Stated exercise:
Write each line exactly as it stands, from the line containing "Practice: put a marker on each instance of the white stripe" through the end of the data.

Material supplied:
================================
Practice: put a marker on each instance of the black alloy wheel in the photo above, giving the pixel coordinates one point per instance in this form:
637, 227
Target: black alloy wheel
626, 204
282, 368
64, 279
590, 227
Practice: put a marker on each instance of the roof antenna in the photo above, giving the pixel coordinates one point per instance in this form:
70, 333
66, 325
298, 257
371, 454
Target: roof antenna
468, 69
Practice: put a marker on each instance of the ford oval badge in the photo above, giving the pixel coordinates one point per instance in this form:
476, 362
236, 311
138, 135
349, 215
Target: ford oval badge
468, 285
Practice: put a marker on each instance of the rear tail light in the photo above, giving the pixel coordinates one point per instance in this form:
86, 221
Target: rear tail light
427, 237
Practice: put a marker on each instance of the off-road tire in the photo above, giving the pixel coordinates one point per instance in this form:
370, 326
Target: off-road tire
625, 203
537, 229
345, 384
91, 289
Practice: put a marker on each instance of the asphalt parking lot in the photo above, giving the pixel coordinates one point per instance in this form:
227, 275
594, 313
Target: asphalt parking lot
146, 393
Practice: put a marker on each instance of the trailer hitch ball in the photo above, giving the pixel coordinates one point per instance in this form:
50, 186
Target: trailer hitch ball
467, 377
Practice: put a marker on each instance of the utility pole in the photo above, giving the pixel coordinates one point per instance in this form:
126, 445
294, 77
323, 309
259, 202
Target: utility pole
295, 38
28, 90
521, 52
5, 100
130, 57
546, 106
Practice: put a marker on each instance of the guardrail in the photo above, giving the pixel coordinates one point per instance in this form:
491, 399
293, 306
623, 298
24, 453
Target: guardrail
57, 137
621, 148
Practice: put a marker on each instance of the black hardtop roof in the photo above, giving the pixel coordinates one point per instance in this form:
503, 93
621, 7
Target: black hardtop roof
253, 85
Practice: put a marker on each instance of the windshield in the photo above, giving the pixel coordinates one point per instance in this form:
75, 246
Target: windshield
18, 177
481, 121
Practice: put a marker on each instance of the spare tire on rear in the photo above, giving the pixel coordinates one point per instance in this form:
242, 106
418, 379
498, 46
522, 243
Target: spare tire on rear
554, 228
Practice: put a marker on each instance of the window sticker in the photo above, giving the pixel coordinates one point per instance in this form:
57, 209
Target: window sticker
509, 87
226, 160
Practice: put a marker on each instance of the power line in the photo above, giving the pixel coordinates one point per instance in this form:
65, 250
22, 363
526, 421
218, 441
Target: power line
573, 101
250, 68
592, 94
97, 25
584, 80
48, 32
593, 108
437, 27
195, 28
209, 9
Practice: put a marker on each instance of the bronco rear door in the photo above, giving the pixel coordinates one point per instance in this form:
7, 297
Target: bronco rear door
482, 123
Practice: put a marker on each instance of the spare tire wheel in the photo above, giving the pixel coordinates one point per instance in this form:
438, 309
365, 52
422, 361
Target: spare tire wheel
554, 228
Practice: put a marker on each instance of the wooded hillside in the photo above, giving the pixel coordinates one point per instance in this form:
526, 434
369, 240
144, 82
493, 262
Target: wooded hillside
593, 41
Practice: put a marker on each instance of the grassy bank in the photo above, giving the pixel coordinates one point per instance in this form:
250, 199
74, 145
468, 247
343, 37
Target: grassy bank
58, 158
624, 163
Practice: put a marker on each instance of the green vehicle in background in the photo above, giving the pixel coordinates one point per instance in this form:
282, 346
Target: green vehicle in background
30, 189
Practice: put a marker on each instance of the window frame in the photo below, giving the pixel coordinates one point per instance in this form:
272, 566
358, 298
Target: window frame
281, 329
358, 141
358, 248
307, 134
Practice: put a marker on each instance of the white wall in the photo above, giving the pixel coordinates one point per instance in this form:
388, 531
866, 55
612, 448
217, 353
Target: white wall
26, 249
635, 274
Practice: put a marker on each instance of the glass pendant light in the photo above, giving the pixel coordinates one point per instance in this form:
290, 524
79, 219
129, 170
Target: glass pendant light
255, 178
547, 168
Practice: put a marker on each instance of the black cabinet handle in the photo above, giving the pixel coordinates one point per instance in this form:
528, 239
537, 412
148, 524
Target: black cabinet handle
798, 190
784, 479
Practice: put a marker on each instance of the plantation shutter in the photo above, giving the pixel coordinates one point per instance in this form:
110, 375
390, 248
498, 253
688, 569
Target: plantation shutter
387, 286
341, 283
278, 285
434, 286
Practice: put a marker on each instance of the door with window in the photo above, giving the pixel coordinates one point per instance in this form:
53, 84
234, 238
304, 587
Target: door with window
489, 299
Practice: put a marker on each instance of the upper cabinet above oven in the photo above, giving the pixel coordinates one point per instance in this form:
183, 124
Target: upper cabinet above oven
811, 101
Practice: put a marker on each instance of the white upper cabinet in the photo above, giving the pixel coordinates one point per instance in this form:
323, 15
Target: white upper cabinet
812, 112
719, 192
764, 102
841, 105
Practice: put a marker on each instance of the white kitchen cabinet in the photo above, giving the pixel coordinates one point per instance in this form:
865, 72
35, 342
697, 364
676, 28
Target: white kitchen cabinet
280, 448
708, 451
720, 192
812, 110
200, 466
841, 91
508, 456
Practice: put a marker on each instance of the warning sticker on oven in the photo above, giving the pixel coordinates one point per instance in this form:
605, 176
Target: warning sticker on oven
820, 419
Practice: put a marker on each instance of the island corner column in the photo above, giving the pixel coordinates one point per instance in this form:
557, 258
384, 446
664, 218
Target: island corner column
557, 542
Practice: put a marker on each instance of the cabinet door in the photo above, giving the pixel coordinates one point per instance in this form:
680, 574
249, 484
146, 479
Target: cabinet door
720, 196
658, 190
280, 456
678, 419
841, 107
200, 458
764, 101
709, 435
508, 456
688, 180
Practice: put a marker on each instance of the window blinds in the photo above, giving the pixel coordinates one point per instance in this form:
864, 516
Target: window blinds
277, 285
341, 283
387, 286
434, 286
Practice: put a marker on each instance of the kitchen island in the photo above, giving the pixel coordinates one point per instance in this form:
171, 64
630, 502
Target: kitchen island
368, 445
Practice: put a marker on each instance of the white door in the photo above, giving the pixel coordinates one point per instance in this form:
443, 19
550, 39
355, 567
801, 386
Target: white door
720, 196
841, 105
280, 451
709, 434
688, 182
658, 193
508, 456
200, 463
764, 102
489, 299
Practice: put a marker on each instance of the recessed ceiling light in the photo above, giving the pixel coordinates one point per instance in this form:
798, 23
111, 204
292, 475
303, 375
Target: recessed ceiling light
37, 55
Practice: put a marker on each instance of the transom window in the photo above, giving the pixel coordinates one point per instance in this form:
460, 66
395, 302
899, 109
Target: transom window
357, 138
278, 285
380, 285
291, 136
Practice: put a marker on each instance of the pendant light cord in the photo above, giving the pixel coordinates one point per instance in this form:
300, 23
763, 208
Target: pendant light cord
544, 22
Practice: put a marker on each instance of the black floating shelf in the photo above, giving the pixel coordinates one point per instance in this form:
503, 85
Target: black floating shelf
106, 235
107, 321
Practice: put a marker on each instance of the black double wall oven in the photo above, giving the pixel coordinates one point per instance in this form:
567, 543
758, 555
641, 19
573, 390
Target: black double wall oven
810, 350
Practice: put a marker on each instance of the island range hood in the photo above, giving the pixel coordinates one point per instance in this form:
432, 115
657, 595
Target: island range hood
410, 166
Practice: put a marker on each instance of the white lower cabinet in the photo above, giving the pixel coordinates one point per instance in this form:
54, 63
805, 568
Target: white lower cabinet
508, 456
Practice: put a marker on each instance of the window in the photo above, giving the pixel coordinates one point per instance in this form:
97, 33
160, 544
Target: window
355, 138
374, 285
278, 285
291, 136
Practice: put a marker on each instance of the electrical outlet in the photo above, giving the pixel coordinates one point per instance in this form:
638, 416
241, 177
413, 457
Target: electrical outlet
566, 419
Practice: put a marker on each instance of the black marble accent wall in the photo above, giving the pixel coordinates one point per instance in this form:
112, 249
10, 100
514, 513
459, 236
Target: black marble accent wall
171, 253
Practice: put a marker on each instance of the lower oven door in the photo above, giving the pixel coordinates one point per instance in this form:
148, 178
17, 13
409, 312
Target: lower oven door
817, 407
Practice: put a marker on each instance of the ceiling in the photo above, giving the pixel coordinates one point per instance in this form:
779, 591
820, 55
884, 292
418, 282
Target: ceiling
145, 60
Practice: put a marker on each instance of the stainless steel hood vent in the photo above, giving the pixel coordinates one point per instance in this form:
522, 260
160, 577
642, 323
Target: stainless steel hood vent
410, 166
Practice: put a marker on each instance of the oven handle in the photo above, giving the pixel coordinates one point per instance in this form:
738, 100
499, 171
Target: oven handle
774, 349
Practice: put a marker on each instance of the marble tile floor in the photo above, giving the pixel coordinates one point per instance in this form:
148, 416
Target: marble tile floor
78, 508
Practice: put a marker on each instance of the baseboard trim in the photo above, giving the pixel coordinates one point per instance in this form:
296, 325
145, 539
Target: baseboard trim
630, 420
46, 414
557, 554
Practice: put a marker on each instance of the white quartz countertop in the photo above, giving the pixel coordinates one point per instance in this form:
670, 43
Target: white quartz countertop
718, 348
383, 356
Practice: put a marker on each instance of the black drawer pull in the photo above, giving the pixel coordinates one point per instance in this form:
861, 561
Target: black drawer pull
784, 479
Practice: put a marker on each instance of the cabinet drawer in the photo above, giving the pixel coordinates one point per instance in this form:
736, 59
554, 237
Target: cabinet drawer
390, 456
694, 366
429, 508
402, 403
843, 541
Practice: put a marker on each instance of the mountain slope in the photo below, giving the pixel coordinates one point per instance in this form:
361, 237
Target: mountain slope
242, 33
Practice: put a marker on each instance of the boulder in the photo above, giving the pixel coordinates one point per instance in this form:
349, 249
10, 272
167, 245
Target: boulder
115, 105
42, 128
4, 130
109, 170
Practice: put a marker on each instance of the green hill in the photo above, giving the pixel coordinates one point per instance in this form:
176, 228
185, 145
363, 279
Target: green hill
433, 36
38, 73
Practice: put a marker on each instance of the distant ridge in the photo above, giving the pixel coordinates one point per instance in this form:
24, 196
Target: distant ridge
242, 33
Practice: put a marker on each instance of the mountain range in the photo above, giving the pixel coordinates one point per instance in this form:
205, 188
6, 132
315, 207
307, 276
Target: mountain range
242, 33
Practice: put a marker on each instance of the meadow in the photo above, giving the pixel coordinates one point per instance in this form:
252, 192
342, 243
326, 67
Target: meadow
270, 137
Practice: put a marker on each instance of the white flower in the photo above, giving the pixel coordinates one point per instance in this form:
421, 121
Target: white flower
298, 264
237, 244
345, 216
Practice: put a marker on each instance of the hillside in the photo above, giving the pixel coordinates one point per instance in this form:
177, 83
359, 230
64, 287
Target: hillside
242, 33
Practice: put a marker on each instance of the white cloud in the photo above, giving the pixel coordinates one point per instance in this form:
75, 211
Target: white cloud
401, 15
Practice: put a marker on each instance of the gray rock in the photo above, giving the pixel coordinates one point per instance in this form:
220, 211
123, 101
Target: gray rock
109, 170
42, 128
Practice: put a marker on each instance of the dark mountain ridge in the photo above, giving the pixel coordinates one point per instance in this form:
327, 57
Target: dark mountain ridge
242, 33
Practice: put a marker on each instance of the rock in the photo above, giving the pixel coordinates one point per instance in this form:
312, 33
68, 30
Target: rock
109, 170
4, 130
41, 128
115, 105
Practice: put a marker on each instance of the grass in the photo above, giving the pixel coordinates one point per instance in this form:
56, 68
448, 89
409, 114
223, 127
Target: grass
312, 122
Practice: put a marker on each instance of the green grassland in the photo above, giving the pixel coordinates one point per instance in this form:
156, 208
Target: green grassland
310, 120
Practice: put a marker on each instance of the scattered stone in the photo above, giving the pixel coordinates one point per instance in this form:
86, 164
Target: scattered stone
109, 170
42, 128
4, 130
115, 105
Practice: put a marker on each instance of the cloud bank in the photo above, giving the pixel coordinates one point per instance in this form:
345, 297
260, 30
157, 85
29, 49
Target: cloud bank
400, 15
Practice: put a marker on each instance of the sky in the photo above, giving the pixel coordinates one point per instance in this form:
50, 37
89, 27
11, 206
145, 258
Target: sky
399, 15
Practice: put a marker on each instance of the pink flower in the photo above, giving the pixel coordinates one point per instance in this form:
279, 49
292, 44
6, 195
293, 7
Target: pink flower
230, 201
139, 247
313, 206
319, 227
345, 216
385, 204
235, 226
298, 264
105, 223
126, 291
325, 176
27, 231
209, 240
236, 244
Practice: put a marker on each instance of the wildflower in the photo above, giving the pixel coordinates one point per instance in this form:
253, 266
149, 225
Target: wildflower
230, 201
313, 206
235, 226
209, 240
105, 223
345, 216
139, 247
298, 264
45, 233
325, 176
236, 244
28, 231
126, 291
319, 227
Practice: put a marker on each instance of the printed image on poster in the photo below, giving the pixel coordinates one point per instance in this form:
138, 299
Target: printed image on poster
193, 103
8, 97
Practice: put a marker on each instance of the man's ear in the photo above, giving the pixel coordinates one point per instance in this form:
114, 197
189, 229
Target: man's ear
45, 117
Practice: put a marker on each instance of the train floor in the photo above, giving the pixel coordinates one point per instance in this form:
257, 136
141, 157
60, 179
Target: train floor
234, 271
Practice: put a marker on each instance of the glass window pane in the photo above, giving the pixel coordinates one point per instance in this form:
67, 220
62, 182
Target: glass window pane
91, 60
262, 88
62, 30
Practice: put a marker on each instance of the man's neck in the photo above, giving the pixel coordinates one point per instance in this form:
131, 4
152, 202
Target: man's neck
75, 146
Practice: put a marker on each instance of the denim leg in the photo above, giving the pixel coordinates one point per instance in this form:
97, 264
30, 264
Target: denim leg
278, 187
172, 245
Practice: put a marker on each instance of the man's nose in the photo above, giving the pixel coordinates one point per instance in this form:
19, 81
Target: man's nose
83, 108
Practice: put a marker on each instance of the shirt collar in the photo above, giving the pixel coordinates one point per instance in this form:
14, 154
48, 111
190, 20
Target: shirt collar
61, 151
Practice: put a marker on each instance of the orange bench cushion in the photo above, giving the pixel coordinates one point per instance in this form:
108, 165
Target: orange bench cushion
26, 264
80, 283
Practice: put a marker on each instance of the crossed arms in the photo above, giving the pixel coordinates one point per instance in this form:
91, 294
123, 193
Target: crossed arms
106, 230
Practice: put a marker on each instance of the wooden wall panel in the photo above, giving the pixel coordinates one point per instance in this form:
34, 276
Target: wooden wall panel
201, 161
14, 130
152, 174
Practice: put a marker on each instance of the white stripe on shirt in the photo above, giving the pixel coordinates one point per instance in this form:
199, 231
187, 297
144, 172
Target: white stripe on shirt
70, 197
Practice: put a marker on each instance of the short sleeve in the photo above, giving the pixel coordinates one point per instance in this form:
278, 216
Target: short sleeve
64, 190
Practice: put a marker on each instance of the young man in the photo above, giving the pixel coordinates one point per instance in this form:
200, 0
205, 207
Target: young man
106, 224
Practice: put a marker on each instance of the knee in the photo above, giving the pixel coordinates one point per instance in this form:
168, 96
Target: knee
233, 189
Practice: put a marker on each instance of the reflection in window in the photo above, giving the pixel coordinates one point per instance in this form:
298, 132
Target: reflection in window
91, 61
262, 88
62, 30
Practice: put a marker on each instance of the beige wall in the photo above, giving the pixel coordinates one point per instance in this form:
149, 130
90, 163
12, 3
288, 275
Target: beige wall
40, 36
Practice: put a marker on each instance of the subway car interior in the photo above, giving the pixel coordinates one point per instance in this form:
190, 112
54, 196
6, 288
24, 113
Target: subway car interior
================================
Task solution:
Practice: put a marker on each instance of the white stripe on shirt in the photo above, giving the pixel coordinates one point per instance in this form:
199, 231
187, 297
144, 172
Target: white stripe on shirt
70, 197
Practice: put a marker on each instance of the short sleeve in the photo above, giving the pixel coordinates one point per instance in this form:
278, 216
Target: short sleeve
64, 190
Practice: put a marker on each instance of the young man in the photo above, giving the pixel coordinates one point per instance in this form:
200, 0
205, 207
Target: young man
106, 224
Practice: put a marker on each instance of the knee in the photo above, giving the pixel coordinates one point per instance in this form:
168, 96
Target: knee
233, 189
Practice: put a marker on each instance of the reflection in window in the photo above, giving the pixel coordinates one point per instance in this form:
298, 132
Target: reflection in window
91, 61
262, 88
62, 30
Practice: put a marker on each instance of the beige wall in the photo above, giving the pixel coordinates one point per instance in this form:
149, 130
90, 163
12, 3
288, 275
Target: beige wall
40, 36
Practice: put a marker on each instance of the subway car interior in the photo above, giving the pixel coordinates one point per instance in this form:
190, 112
54, 196
6, 288
24, 113
Target: subway car interior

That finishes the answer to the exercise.